» **Aim of the exercise**:
Reproduce the data starting at the line containing "instance of pine" and ending at the line containing "[556,465,572,502]", changing "pine tree" to "spruce tree" and keeping everything else the same.

[Dataset items]
________________
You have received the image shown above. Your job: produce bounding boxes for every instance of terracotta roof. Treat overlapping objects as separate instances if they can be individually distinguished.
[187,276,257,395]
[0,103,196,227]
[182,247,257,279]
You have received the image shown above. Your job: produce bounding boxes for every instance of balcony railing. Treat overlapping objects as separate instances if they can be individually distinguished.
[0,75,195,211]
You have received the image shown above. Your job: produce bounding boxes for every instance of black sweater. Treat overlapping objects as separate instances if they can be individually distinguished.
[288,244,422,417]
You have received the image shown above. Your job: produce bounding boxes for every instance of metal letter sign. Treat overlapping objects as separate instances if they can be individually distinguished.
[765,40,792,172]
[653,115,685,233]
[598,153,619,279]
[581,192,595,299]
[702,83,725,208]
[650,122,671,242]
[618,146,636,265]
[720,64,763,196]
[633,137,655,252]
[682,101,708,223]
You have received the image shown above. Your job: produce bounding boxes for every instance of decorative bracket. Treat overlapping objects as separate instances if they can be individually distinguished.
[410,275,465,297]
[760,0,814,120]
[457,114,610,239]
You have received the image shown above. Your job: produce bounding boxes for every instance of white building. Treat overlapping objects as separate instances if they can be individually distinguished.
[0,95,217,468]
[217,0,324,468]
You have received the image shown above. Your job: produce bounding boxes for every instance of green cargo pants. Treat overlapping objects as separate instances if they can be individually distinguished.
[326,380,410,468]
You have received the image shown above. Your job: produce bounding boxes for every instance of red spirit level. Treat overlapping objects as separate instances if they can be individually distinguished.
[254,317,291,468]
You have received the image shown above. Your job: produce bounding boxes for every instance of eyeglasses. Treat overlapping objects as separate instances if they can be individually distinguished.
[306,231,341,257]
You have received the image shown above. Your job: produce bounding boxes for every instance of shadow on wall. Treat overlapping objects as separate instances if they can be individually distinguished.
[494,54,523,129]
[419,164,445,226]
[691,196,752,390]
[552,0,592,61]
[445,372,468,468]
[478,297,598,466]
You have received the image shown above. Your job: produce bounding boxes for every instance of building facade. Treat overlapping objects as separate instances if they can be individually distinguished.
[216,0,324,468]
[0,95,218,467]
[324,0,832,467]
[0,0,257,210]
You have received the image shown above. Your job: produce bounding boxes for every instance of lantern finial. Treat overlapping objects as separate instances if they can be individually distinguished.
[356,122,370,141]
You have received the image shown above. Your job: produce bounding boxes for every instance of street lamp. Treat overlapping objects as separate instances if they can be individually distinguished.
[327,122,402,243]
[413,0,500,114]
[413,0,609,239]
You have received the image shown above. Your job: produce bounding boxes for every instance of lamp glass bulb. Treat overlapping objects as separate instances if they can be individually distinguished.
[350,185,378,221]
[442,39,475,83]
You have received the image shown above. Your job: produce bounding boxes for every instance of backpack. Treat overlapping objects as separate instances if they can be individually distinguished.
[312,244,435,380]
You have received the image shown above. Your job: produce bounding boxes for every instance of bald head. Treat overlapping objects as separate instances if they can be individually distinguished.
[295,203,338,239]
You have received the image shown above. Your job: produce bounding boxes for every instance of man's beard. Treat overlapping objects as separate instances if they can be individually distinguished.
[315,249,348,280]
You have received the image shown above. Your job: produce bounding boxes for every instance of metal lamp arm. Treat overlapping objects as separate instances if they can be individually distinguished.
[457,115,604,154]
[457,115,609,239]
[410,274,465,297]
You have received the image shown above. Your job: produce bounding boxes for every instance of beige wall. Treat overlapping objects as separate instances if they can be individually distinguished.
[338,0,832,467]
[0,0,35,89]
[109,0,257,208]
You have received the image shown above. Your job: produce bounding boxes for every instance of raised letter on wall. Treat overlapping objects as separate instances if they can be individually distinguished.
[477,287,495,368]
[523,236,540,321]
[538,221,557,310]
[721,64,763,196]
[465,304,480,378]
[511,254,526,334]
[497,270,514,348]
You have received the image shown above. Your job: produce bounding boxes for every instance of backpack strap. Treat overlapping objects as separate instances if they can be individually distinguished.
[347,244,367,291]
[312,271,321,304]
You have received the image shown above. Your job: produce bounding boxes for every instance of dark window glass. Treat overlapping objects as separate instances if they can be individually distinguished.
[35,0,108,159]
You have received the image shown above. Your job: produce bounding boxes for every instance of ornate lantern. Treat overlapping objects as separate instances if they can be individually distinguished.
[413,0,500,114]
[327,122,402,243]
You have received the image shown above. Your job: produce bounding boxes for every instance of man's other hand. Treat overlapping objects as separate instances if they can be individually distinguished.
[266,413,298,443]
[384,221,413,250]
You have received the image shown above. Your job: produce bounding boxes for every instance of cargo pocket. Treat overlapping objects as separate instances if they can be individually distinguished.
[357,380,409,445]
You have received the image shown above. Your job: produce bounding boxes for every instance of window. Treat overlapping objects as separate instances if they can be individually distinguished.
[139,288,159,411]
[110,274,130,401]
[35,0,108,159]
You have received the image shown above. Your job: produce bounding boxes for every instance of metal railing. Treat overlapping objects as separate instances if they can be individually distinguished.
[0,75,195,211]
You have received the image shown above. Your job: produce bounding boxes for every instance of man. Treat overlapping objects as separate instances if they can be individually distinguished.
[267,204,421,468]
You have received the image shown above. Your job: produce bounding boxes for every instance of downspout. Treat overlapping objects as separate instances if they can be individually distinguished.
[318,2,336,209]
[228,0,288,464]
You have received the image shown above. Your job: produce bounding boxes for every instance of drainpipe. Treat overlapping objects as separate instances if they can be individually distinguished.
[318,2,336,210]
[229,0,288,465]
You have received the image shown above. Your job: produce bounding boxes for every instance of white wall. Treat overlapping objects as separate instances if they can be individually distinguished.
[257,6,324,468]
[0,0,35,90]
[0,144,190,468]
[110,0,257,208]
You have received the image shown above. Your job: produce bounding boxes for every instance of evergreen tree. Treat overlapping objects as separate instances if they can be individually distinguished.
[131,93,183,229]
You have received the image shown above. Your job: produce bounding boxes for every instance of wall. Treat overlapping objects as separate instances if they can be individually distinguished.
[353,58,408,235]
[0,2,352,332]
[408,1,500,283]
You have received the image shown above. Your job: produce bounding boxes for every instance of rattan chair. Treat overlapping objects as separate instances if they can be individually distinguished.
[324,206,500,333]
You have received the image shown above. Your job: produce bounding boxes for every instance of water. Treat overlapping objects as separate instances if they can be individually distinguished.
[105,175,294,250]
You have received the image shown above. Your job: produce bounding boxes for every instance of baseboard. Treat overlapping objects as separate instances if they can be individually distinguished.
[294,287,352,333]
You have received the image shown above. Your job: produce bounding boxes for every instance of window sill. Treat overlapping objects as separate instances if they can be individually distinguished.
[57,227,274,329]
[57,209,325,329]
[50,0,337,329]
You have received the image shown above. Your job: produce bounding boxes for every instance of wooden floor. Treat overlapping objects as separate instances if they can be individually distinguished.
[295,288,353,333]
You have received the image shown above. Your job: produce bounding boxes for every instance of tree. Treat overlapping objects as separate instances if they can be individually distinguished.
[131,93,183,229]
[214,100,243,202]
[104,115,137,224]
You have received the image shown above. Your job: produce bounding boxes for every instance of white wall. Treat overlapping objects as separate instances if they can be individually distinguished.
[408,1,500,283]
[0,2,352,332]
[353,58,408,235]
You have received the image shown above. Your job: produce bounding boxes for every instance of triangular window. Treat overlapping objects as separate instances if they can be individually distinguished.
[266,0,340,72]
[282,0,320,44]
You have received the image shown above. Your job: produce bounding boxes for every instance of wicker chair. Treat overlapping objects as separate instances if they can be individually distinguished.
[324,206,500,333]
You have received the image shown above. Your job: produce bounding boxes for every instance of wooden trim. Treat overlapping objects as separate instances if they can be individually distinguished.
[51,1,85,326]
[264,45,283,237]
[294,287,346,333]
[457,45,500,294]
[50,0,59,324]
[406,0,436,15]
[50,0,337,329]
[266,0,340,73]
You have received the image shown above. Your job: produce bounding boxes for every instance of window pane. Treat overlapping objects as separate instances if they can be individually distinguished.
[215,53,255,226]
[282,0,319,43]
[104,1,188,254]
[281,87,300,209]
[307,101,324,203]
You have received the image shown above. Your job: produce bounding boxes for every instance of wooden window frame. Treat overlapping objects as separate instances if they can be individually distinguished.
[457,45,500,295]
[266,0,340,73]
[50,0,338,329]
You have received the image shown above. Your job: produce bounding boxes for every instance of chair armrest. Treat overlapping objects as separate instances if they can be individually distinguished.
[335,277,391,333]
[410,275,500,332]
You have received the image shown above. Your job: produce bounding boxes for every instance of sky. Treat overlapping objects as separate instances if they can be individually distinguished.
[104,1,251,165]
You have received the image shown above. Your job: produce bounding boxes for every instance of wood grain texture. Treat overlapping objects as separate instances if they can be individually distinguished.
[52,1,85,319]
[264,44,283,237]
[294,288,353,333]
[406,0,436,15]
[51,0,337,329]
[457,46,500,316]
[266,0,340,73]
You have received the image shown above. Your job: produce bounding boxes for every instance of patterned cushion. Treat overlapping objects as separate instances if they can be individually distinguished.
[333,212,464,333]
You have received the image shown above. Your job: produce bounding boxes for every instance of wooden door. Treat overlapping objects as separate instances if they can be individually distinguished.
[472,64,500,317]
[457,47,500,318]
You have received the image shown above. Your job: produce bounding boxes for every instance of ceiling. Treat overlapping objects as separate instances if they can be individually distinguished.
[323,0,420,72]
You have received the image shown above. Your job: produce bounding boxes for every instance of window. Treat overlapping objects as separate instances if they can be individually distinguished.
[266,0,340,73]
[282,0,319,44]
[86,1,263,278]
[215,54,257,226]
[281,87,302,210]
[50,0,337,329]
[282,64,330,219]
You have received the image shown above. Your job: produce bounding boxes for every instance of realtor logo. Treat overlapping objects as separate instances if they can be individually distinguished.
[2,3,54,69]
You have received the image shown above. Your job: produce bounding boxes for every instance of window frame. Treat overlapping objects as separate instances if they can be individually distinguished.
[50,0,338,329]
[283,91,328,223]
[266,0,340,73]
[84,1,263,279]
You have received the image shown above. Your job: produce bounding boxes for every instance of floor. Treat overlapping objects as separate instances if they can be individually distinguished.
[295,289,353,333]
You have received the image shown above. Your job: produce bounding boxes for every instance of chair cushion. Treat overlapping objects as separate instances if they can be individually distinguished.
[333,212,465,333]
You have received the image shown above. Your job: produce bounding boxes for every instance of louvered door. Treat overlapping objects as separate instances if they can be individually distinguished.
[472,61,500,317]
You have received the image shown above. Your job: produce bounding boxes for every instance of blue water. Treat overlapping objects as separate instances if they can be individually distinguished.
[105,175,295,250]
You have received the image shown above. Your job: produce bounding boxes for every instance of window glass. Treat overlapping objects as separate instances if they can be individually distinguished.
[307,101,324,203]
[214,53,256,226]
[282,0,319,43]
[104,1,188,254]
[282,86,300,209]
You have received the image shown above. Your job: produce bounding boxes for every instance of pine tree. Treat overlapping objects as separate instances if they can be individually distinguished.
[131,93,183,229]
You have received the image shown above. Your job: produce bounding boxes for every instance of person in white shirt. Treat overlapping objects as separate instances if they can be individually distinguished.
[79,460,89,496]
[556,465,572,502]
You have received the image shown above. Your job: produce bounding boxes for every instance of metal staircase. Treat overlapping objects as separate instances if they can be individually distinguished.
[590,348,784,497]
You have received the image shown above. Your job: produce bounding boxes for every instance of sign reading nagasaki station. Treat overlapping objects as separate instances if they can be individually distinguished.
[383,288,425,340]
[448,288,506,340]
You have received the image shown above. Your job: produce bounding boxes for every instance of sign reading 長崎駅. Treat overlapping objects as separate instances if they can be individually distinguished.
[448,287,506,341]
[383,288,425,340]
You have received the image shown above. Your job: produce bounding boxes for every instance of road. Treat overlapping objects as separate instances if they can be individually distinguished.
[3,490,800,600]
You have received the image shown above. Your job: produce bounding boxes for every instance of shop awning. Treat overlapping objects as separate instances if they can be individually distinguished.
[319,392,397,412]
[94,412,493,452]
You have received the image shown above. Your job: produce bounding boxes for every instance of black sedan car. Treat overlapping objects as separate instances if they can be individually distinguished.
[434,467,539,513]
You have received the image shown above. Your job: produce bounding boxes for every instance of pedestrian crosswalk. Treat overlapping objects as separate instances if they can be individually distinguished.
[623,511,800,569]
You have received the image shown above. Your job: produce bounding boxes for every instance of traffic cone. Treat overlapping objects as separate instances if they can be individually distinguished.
________________
» **The response**:
You have received the image shown above. Your job: produce bounding boxes for every instance of spruce tree. Treat overlapping objects as separate instances if they can be individually distinguished.
[131,93,183,229]
You have received the image shown above. Your job: produce bounding boxes for every instance of person in white shirt. Treat overlapping objects as separate instances if they can be individually distinguished.
[79,460,89,496]
[556,465,572,502]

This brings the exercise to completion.